Could you lay out every line of the data below as a Markdown table, with a "Row" column for the row number and a "Line" column for the line itself, leaving out blank lines?

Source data
——
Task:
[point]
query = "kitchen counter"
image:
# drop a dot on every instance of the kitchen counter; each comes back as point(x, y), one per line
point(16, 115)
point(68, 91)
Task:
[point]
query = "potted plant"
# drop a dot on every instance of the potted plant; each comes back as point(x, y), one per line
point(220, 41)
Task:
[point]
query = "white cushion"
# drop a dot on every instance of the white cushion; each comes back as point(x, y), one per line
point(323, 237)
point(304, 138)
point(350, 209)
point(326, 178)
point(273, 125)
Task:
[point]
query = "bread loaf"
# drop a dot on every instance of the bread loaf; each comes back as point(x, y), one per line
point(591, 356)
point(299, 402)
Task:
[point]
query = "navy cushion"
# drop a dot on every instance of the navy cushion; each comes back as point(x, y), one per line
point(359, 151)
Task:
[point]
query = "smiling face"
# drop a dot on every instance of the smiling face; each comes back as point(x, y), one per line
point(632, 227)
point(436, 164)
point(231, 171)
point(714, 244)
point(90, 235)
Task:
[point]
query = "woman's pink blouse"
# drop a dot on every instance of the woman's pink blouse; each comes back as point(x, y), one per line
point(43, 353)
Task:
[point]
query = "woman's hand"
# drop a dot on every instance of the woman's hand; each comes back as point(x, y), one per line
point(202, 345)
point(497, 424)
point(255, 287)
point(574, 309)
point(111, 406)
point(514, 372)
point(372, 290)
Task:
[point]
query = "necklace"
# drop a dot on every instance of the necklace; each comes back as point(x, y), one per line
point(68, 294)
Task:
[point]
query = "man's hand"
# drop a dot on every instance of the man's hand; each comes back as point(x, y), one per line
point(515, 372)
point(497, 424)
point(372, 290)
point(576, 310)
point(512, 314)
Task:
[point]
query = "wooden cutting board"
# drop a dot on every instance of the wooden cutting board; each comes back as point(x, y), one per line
——
Reply to the task
| Row | Line |
|---|---|
| 1 | Task: |
| 2 | [point] |
| 3 | query = "kitchen counter" |
| 4 | image: |
| 5 | # drop a dot on every instance of the kitchen counter; each comes back as point(x, y), one per line |
| 6 | point(16, 115) |
| 7 | point(68, 91) |
| 8 | Task: |
| 9 | [point] |
| 10 | query = "potted plant" |
| 11 | # drop a dot on every instance of the potted plant; each comes back as point(x, y), one per line |
| 12 | point(220, 41) |
| 13 | Task: |
| 14 | [point] |
| 15 | query = "white cushion" |
| 16 | # drop a dot on every instance of the white cushion; each comes back as point(x, y), one per line |
| 17 | point(323, 237) |
| 18 | point(304, 138) |
| 19 | point(350, 209) |
| 20 | point(326, 178) |
| 21 | point(273, 125) |
| 22 | Task: |
| 23 | [point] |
| 24 | query = "bread loaf" |
| 25 | # drop a dot on every instance of the bread loaf; each comes back as point(x, y), one per line |
| 26 | point(591, 356) |
| 27 | point(299, 402) |
| 28 | Task: |
| 29 | [point] |
| 30 | query = "navy cushion" |
| 31 | # drop a dot on every instance of the navy cushion; each comes back as point(x, y), one per line |
| 32 | point(359, 151) |
| 33 | Task: |
| 34 | [point] |
| 35 | query = "smiling face" |
| 36 | # drop a dot on every instance of the smiling face; each comes back as point(x, y), one per line |
| 37 | point(632, 227) |
| 38 | point(436, 164) |
| 39 | point(231, 171) |
| 40 | point(714, 244) |
| 41 | point(90, 235) |
| 42 | Task: |
| 43 | [point] |
| 44 | query = "woman's pink blouse" |
| 45 | # drop a dot on every instance of the woman's pink blouse; each comes back as point(x, y), one per line |
| 46 | point(43, 353) |
| 47 | Task: |
| 48 | [point] |
| 49 | query = "woman's hand" |
| 50 | # drop a dot on every instance of the woman's hand; each comes back as point(x, y), one per line |
| 51 | point(202, 345) |
| 52 | point(497, 424) |
| 53 | point(255, 287) |
| 54 | point(574, 309) |
| 55 | point(111, 406) |
| 56 | point(514, 372) |
| 57 | point(372, 290) |
| 58 | Task: |
| 59 | [point] |
| 60 | query = "necklace" |
| 61 | # drop a dot on every instance of the necklace; each comes back as point(x, y), one per line |
| 62 | point(68, 294) |
| 63 | Task: |
| 64 | [point] |
| 65 | query = "man's hand" |
| 66 | # drop a dot on every instance of the man's hand; each comes back as point(x, y), one per line |
| 67 | point(515, 372) |
| 68 | point(497, 424) |
| 69 | point(372, 290) |
| 70 | point(576, 310) |
| 71 | point(512, 314) |
| 72 | Task: |
| 73 | [point] |
| 74 | query = "wooden cutting board" |
| 75 | # drop a dot on every instance of the wooden cutting board; each comes back as point(x, y), one per line |